YOUR TASK - Write the entries out again exactly as they stand, but without the pictures.

ENTRIES SHOWN -
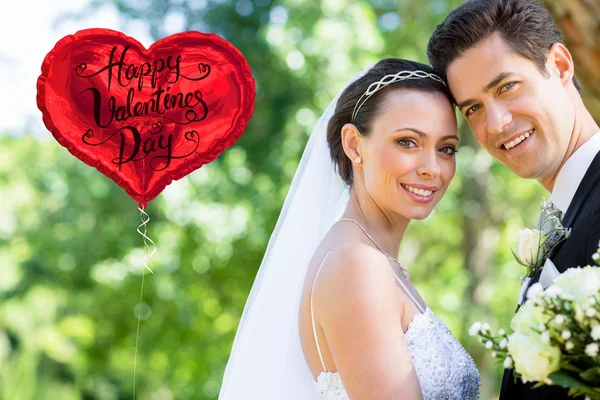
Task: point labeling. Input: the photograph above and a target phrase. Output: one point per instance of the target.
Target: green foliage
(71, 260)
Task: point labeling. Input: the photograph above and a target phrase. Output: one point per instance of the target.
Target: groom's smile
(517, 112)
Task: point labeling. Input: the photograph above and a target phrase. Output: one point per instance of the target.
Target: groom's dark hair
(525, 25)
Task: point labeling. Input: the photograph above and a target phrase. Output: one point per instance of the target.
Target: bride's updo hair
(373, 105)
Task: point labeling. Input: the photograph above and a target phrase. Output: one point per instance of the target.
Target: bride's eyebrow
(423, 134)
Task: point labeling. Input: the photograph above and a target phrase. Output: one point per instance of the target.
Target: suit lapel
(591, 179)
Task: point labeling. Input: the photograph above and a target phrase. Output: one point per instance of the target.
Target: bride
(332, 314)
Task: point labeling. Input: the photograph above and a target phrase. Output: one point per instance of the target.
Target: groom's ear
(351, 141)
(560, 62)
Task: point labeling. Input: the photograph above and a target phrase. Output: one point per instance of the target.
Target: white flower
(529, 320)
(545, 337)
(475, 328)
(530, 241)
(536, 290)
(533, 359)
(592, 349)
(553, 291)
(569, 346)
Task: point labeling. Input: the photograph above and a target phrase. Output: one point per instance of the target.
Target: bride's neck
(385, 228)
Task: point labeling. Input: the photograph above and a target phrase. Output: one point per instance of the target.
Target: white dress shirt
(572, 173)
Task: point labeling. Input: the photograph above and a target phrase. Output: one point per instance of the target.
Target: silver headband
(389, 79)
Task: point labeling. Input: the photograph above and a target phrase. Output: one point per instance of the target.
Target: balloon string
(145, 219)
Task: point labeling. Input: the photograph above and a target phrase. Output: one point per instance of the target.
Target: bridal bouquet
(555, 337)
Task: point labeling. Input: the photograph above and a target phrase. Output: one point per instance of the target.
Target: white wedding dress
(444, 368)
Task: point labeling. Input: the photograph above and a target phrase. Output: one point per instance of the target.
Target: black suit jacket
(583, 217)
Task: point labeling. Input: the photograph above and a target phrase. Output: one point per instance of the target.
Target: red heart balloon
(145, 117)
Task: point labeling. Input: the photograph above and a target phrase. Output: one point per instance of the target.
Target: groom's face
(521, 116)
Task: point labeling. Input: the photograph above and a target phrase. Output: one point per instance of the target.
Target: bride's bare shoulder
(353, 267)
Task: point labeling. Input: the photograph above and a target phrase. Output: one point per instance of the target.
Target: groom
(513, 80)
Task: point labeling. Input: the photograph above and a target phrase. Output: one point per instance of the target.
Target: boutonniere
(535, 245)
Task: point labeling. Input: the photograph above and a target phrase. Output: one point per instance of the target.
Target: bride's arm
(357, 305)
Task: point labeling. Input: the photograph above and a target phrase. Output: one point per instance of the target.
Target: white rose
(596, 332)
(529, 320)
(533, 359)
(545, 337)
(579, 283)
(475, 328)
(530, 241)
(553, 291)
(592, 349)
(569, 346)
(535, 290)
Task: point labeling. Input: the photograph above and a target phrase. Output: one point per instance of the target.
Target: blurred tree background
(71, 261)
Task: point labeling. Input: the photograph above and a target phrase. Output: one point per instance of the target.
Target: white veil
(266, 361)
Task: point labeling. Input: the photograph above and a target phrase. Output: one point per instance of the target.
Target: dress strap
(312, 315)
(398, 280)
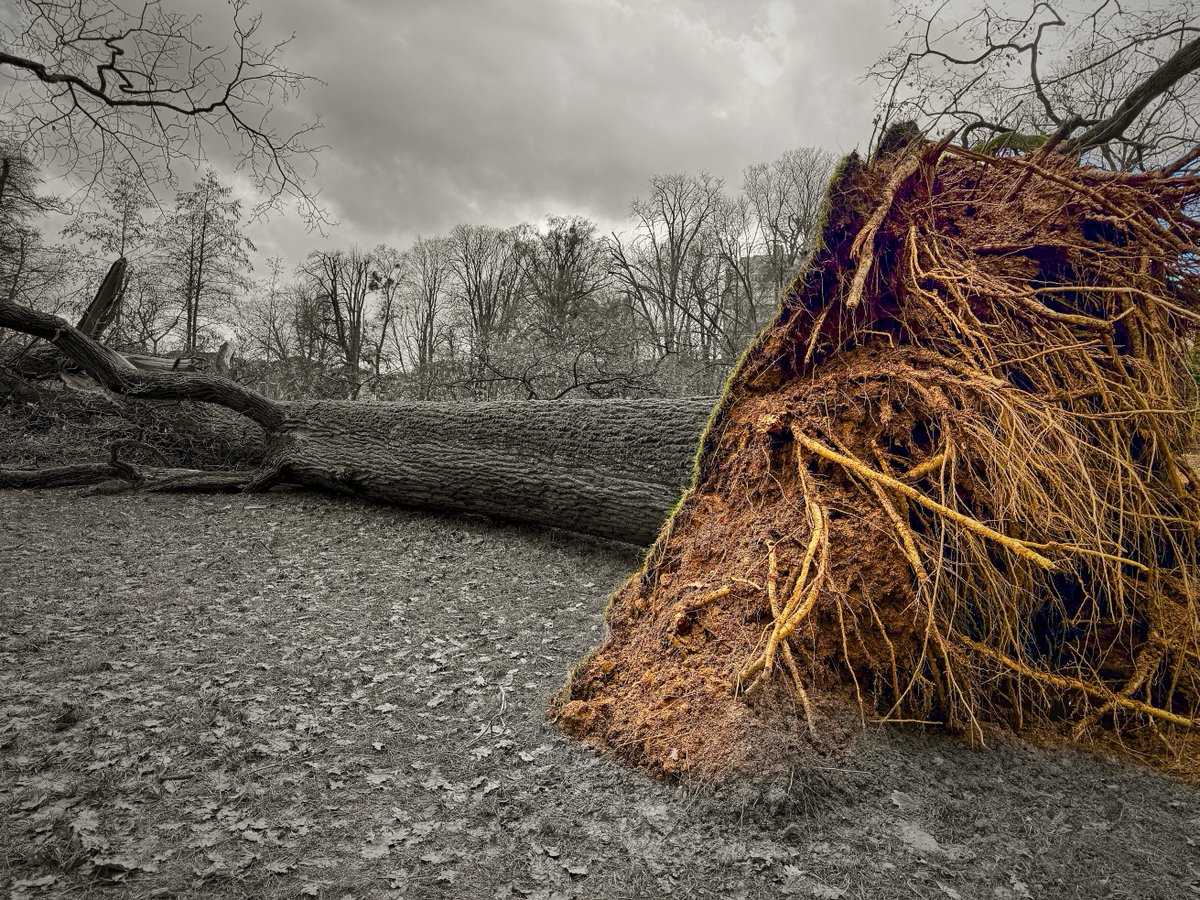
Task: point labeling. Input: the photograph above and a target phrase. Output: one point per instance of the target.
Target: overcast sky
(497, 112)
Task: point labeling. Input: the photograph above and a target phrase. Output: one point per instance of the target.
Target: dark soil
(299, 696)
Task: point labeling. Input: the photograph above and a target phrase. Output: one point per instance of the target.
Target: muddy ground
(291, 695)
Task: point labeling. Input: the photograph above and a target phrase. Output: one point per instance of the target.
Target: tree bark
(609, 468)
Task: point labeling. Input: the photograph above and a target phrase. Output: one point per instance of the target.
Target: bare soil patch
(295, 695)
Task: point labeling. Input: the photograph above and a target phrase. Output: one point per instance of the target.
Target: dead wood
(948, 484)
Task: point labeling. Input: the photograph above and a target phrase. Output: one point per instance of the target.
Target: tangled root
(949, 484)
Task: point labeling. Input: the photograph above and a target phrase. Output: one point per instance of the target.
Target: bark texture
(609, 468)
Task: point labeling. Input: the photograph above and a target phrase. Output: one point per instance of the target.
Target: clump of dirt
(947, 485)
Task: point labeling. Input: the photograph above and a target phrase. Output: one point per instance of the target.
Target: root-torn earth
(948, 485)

OUTPUT -
Task: point labeling. Input: the photograph above and a target phrase. Output: one point per instance of the target.
Target: green foliage
(71, 260)
Task: point labeling. Input: the photograph above and a target phrase. Output: one point per instance of the target.
Target: groom's smile
(517, 112)
Task: point labeling. Input: the photograph above and a target phrase. Output: one point per instance of the target.
Target: groom's dark hair
(525, 25)
Task: point labeling. Input: the photograph above and a target phrase. Output: one point per instance of the target.
Target: bride's updo hair
(373, 105)
Task: point labeling. Input: the photograph above and a target phrase. Output: one point per instance of the target.
Target: bride's eyebrow
(423, 134)
Task: point labeling. Input: the photograph above and a target phrase. Output: one point per instance of the target.
Target: suit lapel
(591, 179)
Task: point labeling. Input: the photograph above and a target phrase. Output: one point per instance of the target.
Target: bride
(332, 314)
Task: point labeling. Input: the photograph above and a target phrase. Output: one point per instance of the target.
Target: groom's ear
(351, 141)
(560, 62)
Task: point labeling. Input: the photograph above and a target phrase. Output: one point per instance of the target.
Target: white flower
(529, 320)
(545, 337)
(475, 328)
(530, 241)
(536, 290)
(533, 359)
(592, 349)
(553, 291)
(569, 346)
Task: point labeling. Input: the photograph above and a target phrase. Output: one point per instance of the target.
Target: bride's neck
(385, 228)
Task: point labeling. Input: the photograph above and a target phrase. Output: one point per instance of the target.
Target: white dress shirt
(572, 173)
Task: point labeling. Input: the photograph above and a target phrase. Output: one point per instance of the target.
Target: silver headband
(389, 79)
Task: point labeling. Input: the photograph above and a target phrase. Output: one point per instance of the target.
Target: balloon string
(145, 219)
Task: point labeling. Input: the photograph above and a target phrase. Output: one point per instance of the target.
Target: bridal bouquet
(555, 337)
Task: point labeling. Input: the photograph above and a target phrase. Output: one point per instance of the target.
Target: white wedding dress
(444, 368)
Task: point labeling. Input: the photograph above and a target phrase. Output: one point per instance of the target.
Target: black suit jacket
(583, 217)
Task: point labeling. Input: the photograph above and a target phrase. Output: one point per instance of the target.
Target: red heart balloon
(145, 117)
Task: point labeling. Input: the photograph above and a target phrase. Output: one point per instance of the target.
Target: groom's face
(521, 116)
Task: point labeling. Input: the photograph above and a target phrase. Output: one point per instance of the target.
Target: bride's bare shoulder
(353, 267)
Task: point labeling. Input: the photograph above and a target phrase. Output: one point per instance of the target.
Target: groom
(513, 80)
Task: point labeling. Input: the photograph above and a target phrase. Output: one point per instance of the target.
Target: boutonniere
(535, 245)
Task: point labeling. Input: the photograph above and a target phrase. Output: one point per instance of the target.
Target: bride's arm
(357, 305)
Task: point labeling. Input: the photograph above and a target phrase. Output: one point per instance of the target.
Target: white rose
(596, 332)
(529, 320)
(533, 359)
(545, 337)
(579, 283)
(475, 328)
(530, 241)
(553, 291)
(592, 349)
(569, 346)
(535, 290)
Task: point labeling. Input: the photograph above and a target phrase. Output: one point per instance of the target.
Target: blurred tree background
(71, 261)
Task: point labeling. Input: the photograph above and a target phrase. Output: one point per instance of the target.
Target: white veil
(266, 361)
Task: point labeling. Input: the photograph above and a target phrase. Output: one point per instance of the target.
Target: dress strap
(312, 315)
(398, 280)
Task: point labeling. Input: the photograph above and a target phrase. Output: one point per instance of the target.
Target: overcast sky
(497, 112)
Task: point labeling. Input: the photograph above and a target phrase. Output: one point per instance of the target.
Target: dark soil
(299, 696)
Task: point labeling. Input: the photograph above and a target phrase. Output: one point per instance of the target.
Target: muddy ground
(291, 695)
Task: point labeling. Input: the photograph above and a target phrase. Output: one point per instance of the target.
Target: tree bark
(609, 468)
Task: point labeling. Input: the photograph above and a target phrase. Output: one point per instance of the target.
Target: bare soil patch
(295, 695)
Task: point labeling. Input: the photograph above and a target phrase. Output: one point per instance of the target.
Target: dead wood
(948, 484)
Task: point labeling. Input: the photograph above and a target phrase. Output: one point per instance of the target.
Target: tangled root
(949, 484)
Task: point labeling. Input: the photograph above and a target phrase. Output: one point per instance of the target.
Target: bark texture
(609, 468)
Task: point labeling. Input: the photograph above and a target phrase. Output: one point per instance of the target.
Target: clump of dirt
(947, 485)
Task: point labeling. Input: the photograph above and a target phrase. Output: one point per instance of the target.
Target: root-torn earth
(948, 485)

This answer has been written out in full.